**What you are asked to do**
Would you retype exactly the lines from the one containing "the dog's nose" through the last line of the records below, and nothing else?

Dataset items:
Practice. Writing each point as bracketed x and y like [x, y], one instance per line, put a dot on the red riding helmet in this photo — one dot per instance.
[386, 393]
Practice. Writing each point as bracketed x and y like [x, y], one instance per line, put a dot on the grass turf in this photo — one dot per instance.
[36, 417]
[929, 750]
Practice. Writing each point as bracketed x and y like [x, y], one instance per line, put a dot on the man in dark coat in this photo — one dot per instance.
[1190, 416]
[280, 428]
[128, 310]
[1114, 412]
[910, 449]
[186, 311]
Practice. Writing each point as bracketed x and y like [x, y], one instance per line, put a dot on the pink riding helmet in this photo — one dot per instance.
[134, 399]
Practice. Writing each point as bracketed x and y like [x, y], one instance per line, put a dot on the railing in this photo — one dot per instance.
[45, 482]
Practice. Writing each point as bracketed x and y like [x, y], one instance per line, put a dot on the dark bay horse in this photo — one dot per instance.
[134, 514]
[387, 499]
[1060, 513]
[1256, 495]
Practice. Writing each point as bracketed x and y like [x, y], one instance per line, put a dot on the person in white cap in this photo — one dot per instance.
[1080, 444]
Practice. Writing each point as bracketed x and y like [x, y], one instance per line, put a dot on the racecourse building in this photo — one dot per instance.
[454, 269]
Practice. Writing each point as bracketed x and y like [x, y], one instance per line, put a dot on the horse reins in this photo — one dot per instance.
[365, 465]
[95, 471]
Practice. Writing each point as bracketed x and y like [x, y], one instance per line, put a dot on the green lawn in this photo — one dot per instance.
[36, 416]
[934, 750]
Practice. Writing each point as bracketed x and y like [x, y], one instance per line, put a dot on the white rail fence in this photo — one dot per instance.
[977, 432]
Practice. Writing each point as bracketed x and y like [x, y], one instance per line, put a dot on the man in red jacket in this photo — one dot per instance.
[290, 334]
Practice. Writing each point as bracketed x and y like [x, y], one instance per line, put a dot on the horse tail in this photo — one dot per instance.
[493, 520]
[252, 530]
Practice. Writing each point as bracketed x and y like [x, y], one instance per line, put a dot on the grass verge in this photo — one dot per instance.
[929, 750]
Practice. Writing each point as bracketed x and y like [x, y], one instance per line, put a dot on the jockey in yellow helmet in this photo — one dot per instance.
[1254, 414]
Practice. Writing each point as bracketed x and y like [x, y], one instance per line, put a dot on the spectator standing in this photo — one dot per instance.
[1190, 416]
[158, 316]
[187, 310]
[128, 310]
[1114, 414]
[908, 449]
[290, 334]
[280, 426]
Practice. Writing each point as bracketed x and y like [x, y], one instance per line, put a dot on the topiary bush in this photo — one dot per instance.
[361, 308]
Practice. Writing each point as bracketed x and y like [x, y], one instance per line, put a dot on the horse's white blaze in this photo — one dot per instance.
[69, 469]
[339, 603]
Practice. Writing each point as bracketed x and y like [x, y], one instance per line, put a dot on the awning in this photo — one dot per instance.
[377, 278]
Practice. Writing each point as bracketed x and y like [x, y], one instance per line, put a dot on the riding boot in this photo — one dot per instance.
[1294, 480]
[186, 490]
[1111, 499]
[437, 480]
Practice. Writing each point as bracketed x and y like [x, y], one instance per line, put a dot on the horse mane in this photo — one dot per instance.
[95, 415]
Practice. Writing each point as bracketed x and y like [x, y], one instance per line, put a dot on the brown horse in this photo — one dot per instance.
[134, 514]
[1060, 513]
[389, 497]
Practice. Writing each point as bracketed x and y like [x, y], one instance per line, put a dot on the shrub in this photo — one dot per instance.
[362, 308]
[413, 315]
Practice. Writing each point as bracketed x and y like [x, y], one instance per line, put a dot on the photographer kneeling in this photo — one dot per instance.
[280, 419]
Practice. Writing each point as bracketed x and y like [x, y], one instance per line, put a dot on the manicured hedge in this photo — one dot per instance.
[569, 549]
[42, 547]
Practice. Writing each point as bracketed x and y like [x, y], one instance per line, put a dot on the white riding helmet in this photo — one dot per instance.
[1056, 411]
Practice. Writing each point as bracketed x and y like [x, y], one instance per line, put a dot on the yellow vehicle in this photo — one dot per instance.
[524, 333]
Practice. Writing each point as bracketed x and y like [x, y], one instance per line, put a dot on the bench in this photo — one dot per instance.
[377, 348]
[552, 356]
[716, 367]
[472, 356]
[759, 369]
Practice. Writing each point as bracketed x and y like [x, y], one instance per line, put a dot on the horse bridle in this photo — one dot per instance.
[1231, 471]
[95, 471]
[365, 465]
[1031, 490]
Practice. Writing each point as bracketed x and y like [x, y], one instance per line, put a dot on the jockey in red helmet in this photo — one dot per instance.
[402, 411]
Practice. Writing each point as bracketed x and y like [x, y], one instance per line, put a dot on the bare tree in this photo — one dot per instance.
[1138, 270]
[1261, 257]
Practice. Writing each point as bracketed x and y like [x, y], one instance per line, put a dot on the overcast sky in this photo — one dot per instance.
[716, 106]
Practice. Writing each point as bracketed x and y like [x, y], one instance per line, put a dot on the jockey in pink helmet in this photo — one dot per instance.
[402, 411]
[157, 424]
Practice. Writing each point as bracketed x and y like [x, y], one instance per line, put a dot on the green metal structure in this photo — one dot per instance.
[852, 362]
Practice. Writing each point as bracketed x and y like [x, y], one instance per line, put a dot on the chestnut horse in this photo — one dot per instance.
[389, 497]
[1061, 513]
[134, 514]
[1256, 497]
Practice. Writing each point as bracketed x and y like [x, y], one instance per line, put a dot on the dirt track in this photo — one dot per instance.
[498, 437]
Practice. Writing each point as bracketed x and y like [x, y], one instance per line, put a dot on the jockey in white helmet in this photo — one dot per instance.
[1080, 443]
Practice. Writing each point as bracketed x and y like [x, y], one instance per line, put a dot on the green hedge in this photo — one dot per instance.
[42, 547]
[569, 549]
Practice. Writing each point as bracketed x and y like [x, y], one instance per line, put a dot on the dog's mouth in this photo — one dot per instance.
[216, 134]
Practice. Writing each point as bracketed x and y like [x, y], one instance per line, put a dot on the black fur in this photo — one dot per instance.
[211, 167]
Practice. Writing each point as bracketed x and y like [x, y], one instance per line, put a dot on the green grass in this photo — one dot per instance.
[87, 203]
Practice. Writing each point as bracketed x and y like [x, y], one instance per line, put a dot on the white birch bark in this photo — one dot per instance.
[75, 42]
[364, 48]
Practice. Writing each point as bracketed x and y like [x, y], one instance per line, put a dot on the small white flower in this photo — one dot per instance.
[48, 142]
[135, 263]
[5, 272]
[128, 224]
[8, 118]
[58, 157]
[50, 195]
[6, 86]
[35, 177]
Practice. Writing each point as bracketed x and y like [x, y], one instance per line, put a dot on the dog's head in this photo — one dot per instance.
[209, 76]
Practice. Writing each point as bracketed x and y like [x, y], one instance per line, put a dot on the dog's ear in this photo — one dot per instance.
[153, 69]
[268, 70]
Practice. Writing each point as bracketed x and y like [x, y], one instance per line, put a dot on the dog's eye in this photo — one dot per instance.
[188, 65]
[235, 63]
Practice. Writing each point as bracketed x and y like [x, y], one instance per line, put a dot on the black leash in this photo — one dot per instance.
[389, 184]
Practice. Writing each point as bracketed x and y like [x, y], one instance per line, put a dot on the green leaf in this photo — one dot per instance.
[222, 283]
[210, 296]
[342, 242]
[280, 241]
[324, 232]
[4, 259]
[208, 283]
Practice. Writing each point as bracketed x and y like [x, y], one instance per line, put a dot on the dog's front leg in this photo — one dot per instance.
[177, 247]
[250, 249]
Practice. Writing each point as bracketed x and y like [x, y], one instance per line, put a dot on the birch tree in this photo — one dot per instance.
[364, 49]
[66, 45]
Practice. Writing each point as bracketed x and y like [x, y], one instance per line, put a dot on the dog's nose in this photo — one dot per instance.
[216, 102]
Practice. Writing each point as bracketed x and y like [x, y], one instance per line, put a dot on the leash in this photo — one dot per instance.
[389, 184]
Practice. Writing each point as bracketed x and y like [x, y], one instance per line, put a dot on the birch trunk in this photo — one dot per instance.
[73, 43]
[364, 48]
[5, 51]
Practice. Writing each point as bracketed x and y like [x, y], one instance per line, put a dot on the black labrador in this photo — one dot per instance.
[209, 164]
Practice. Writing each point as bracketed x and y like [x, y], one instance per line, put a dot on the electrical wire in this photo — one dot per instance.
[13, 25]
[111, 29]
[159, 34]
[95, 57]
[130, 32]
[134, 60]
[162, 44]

**Finished exercise**
Practice. Writing each point as bracketed x and y like [x, y], one instance per line, put a dot on the dog's nose in this photo — one dot per instance.
[216, 102]
Practice. Writing each point as bracketed x and y like [x, y], one instance per line, put a dot on the leash in this photo — one dot per instance.
[389, 184]
Practice. Writing each point as bracketed x and y like [x, y], one instance per line, put a dot on the birch trunk in this photo — one dot per instance.
[73, 43]
[364, 48]
[5, 51]
Practice. Writing each point as bracketed x and y like [x, y], one instance per line, put a dot on the black labrador in this photo — one dot per instance.
[209, 164]
Practice. Writing each point as bracketed x and y like [x, y], one instance per line, put a dot on the electrical wire in this photo — one dot per instance.
[13, 25]
[111, 29]
[159, 34]
[95, 57]
[130, 32]
[134, 60]
[162, 44]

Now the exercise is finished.